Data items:
+--
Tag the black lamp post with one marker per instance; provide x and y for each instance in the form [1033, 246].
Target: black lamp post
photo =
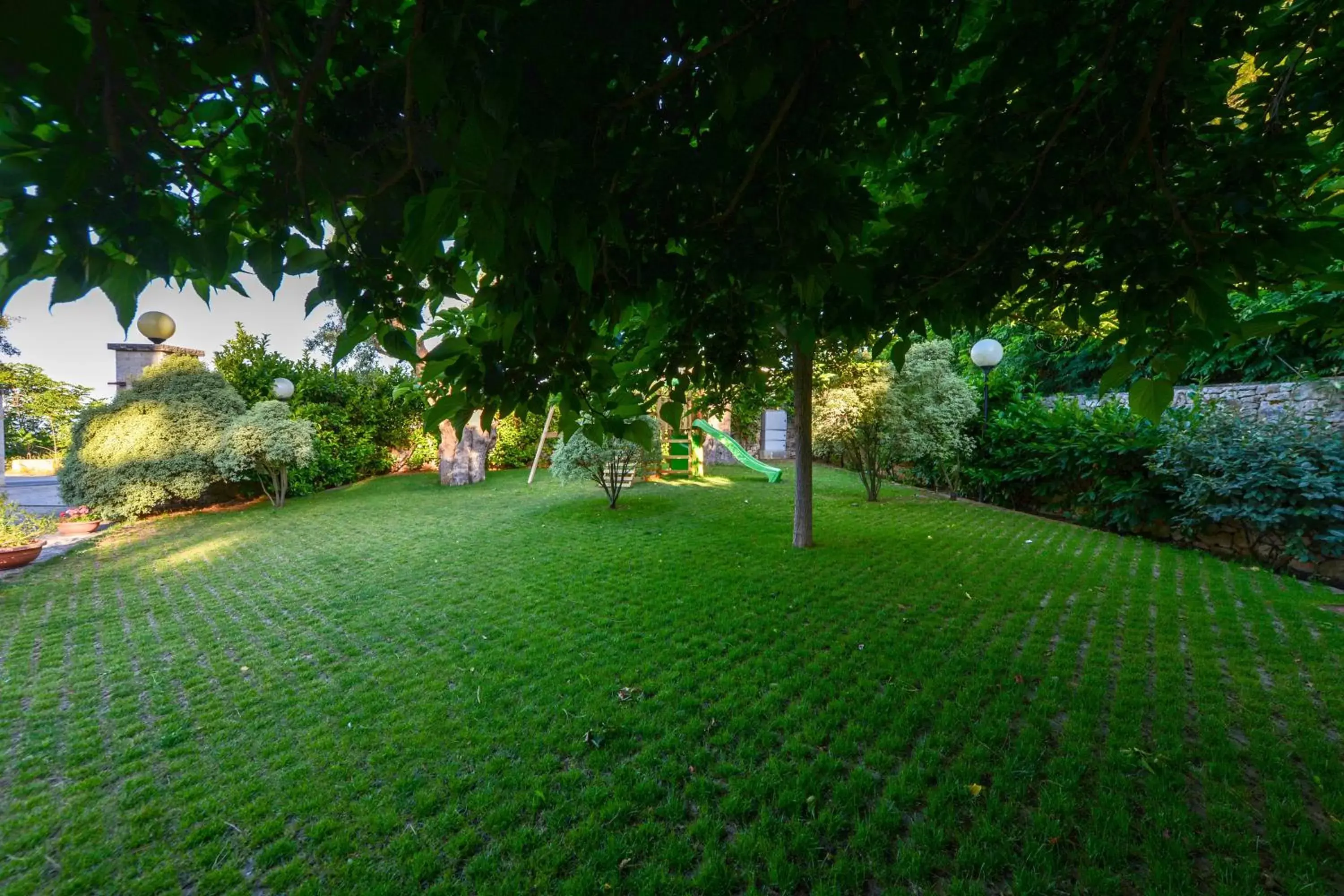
[986, 355]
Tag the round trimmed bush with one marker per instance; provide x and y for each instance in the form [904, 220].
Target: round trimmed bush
[154, 447]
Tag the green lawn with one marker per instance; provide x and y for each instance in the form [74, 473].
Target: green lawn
[504, 689]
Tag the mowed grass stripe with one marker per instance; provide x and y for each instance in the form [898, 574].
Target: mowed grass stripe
[433, 702]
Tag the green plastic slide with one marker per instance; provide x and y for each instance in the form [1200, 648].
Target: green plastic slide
[772, 473]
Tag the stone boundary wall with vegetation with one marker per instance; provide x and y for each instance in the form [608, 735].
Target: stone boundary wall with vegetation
[1310, 398]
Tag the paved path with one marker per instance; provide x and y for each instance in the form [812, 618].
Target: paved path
[34, 493]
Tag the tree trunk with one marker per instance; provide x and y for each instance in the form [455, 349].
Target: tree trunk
[461, 460]
[803, 452]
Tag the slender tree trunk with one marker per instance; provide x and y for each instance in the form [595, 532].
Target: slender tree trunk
[447, 452]
[803, 460]
[4, 462]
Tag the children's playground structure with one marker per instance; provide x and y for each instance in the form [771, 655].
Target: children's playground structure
[683, 450]
[685, 453]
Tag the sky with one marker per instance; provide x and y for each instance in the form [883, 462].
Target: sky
[70, 342]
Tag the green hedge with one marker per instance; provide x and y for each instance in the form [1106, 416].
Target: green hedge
[517, 443]
[365, 421]
[1280, 482]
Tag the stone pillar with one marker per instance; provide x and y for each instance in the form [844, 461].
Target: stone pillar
[134, 358]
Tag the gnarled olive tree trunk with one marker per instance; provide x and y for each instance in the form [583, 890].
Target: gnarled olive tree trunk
[461, 460]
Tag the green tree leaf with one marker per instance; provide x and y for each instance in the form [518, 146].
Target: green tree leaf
[1150, 398]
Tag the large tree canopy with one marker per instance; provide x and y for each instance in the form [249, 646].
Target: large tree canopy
[632, 194]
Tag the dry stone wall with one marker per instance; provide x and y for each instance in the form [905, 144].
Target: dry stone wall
[1322, 398]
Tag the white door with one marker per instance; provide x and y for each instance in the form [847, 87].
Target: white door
[776, 426]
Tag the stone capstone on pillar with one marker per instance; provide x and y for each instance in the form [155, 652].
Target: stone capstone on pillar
[134, 358]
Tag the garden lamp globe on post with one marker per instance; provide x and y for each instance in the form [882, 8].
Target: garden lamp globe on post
[156, 327]
[986, 355]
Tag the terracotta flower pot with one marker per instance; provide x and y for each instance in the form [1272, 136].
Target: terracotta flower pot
[22, 555]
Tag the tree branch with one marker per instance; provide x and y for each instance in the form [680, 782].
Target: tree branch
[103, 58]
[306, 88]
[765, 144]
[1041, 164]
[690, 62]
[1155, 84]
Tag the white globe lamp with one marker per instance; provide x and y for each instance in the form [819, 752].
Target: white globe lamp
[156, 327]
[987, 354]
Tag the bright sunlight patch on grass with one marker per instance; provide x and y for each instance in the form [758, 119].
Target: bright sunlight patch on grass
[510, 689]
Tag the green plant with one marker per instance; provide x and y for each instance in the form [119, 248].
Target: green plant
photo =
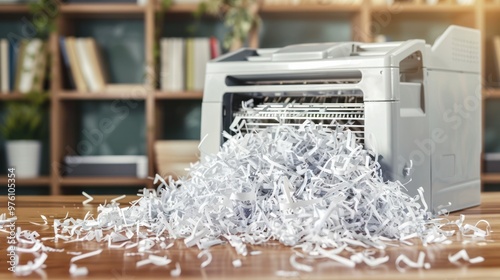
[240, 17]
[44, 16]
[24, 119]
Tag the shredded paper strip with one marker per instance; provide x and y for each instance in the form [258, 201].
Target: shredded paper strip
[306, 186]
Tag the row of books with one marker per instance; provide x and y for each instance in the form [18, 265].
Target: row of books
[23, 65]
[183, 62]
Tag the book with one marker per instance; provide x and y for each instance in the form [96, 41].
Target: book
[40, 68]
[96, 62]
[4, 69]
[86, 67]
[13, 57]
[190, 64]
[81, 86]
[27, 66]
[67, 74]
[496, 48]
[165, 58]
[201, 57]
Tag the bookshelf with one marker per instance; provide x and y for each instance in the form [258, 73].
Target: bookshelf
[361, 21]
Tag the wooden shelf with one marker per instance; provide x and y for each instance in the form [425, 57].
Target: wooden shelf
[12, 96]
[490, 178]
[491, 8]
[423, 8]
[180, 8]
[75, 95]
[13, 8]
[491, 93]
[309, 8]
[179, 95]
[43, 180]
[93, 9]
[103, 181]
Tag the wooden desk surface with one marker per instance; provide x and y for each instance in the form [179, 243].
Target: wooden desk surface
[114, 264]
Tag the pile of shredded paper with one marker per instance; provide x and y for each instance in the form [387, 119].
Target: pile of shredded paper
[306, 186]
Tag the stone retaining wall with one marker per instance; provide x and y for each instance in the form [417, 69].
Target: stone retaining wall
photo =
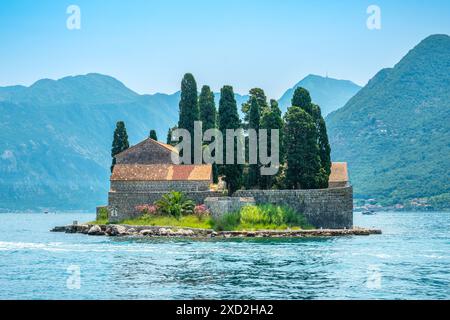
[323, 208]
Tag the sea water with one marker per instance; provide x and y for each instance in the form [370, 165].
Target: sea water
[410, 260]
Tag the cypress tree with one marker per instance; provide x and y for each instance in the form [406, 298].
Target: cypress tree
[208, 116]
[189, 111]
[324, 146]
[229, 119]
[153, 135]
[261, 99]
[254, 123]
[207, 106]
[302, 99]
[302, 151]
[169, 136]
[272, 120]
[120, 142]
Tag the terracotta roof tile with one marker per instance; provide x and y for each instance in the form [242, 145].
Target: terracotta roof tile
[161, 172]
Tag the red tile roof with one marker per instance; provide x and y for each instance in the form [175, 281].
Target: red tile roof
[339, 172]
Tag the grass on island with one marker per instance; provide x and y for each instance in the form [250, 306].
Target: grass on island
[249, 218]
[188, 221]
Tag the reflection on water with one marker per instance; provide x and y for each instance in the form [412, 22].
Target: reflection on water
[410, 260]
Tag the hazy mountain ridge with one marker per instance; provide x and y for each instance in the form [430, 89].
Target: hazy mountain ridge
[330, 94]
[395, 132]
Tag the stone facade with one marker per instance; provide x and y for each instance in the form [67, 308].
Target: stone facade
[221, 205]
[323, 208]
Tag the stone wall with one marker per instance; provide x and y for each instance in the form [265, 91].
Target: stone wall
[122, 205]
[324, 208]
[145, 152]
[218, 206]
[152, 186]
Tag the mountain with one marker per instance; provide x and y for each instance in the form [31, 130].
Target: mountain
[330, 94]
[395, 132]
[56, 138]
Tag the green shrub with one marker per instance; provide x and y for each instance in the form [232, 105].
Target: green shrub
[262, 217]
[228, 221]
[175, 204]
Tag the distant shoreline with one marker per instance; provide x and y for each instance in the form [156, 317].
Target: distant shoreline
[177, 232]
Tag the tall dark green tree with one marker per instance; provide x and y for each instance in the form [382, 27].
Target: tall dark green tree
[302, 152]
[324, 146]
[261, 99]
[153, 135]
[254, 123]
[120, 142]
[229, 119]
[189, 111]
[273, 120]
[208, 116]
[207, 106]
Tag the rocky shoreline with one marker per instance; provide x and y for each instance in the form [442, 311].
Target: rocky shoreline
[116, 230]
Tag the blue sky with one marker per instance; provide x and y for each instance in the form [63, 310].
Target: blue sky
[150, 44]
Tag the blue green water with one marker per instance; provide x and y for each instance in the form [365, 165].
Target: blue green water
[410, 260]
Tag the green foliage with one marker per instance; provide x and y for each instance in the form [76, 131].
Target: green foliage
[187, 221]
[313, 150]
[395, 132]
[303, 161]
[324, 147]
[262, 217]
[189, 110]
[254, 122]
[227, 222]
[175, 204]
[302, 99]
[229, 119]
[261, 99]
[169, 136]
[208, 116]
[208, 113]
[272, 120]
[120, 141]
[153, 135]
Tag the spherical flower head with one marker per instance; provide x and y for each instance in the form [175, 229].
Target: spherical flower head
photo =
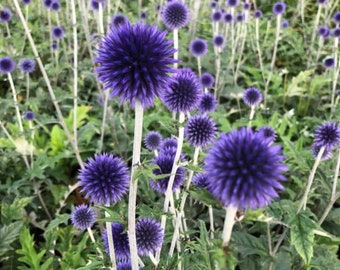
[216, 16]
[268, 133]
[94, 4]
[279, 8]
[252, 96]
[329, 62]
[118, 20]
[323, 32]
[258, 14]
[164, 161]
[184, 92]
[207, 80]
[218, 41]
[120, 240]
[228, 17]
[327, 135]
[208, 103]
[336, 17]
[175, 15]
[153, 140]
[58, 32]
[27, 65]
[5, 15]
[7, 65]
[200, 130]
[149, 236]
[104, 179]
[327, 154]
[29, 115]
[232, 3]
[83, 217]
[198, 47]
[244, 169]
[135, 62]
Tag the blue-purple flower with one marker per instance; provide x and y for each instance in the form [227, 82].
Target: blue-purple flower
[244, 169]
[104, 179]
[135, 62]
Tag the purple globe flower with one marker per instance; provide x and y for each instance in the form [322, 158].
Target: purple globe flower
[27, 65]
[244, 169]
[29, 115]
[268, 133]
[175, 15]
[7, 65]
[279, 8]
[153, 140]
[329, 62]
[58, 32]
[258, 14]
[164, 161]
[149, 236]
[83, 217]
[198, 47]
[200, 130]
[228, 17]
[208, 103]
[135, 62]
[327, 135]
[120, 241]
[105, 179]
[218, 41]
[5, 15]
[207, 80]
[327, 154]
[252, 96]
[336, 17]
[184, 92]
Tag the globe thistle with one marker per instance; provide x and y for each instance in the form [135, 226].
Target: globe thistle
[149, 235]
[323, 32]
[208, 103]
[268, 133]
[120, 241]
[153, 140]
[27, 65]
[244, 169]
[252, 96]
[105, 179]
[198, 47]
[200, 180]
[200, 130]
[207, 80]
[58, 32]
[279, 8]
[228, 17]
[336, 17]
[258, 14]
[83, 217]
[118, 20]
[7, 65]
[183, 93]
[329, 62]
[175, 15]
[164, 161]
[5, 15]
[327, 154]
[327, 135]
[29, 115]
[135, 62]
[218, 41]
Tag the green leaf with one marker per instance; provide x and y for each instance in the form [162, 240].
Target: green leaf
[302, 235]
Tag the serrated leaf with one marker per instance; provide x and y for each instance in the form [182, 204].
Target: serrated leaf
[302, 235]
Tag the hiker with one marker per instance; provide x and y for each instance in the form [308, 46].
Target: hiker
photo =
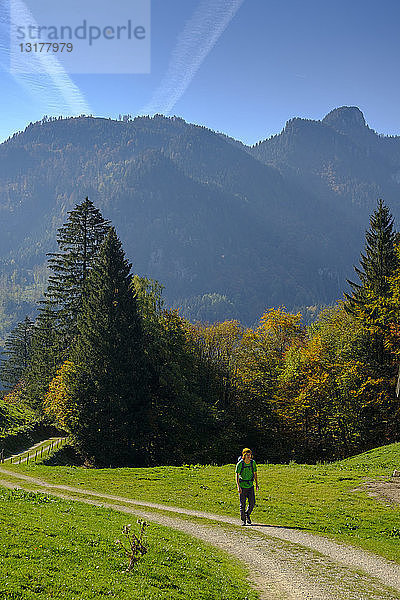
[246, 474]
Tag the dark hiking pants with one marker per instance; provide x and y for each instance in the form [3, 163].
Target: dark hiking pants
[246, 493]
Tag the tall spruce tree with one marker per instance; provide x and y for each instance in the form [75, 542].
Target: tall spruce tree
[108, 391]
[79, 240]
[379, 260]
[17, 352]
[370, 298]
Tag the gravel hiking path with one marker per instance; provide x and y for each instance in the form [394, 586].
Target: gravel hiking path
[284, 564]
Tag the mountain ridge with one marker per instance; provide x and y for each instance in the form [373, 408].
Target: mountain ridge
[280, 222]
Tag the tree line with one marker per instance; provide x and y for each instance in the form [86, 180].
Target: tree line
[136, 384]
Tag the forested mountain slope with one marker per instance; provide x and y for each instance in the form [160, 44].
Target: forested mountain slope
[228, 229]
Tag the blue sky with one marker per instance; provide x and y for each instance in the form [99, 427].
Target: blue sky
[243, 67]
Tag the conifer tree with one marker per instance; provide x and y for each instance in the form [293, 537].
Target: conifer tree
[379, 261]
[17, 351]
[79, 241]
[108, 390]
[370, 300]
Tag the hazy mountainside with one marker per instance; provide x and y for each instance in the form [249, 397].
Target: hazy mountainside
+--
#### WHAT IS REQUIRED
Format the records from the beginning through the line containing "[1280, 482]" as a two-column CSV with the headers instruction and coordinates. Use one row per record, put each field in quotes with its line breaks replaced by spaces, and leave out the pictures.

#### SOLUTION TO THIS TASK
instruction,coordinates
"Tag the black lamp post with one marker per instance; provide x and y for each instance in the form [1033, 246]. Target: black lamp post photo =","[986, 355]"
"Tag the round trimmed bush with one marker per instance; provide x and y for each instance in the form [904, 220]. Target: round trimmed bush","[154, 447]"
"Tag the green lawn with one marker per instance; provide x and y for each instance in the form [74, 473]. Target: green lawn","[504, 689]"
"Tag the mowed grass stripe with one marker per instance; provide x and y for each instance in the form [898, 574]. Target: mowed grass stripe","[433, 702]"
"Tag the green plastic slide with one marker per instance; provide x and y for each instance in the form [1200, 648]. Target: green plastic slide","[772, 473]"
"Tag the stone boundary wall with vegetation with one marker per instance; provide x and y for each instance in the form [608, 735]. Target: stone boundary wall with vegetation","[1310, 398]"
"Tag the paved path with one marker per instance; provide x and y for each instance in the form [812, 618]. Target: paved path","[34, 493]"
"Tag the tree trunk with one marker per instance; provide x and y for each instance in the form [455, 349]. Target: tree trunk","[461, 460] [803, 452]"
"Tag the slender tree trunk with one marker per instance; provide x and y for each instance in the form [595, 532]. Target: slender tree trunk","[447, 452] [803, 460] [4, 462]"
"Tag the children's playground structure with one marker per instance; provide x and y for each instance in the form [771, 655]. Target: children's playground structure","[683, 450] [685, 453]"
"Tag the sky with one marker per instance; provide x and y for each instance in the form [883, 462]. Target: sky","[70, 342]"
"Tag the green hedge with one marker per instance; provide x and y for each instance in the form [1106, 416]. Target: green hedge","[517, 443] [365, 421] [1280, 482]"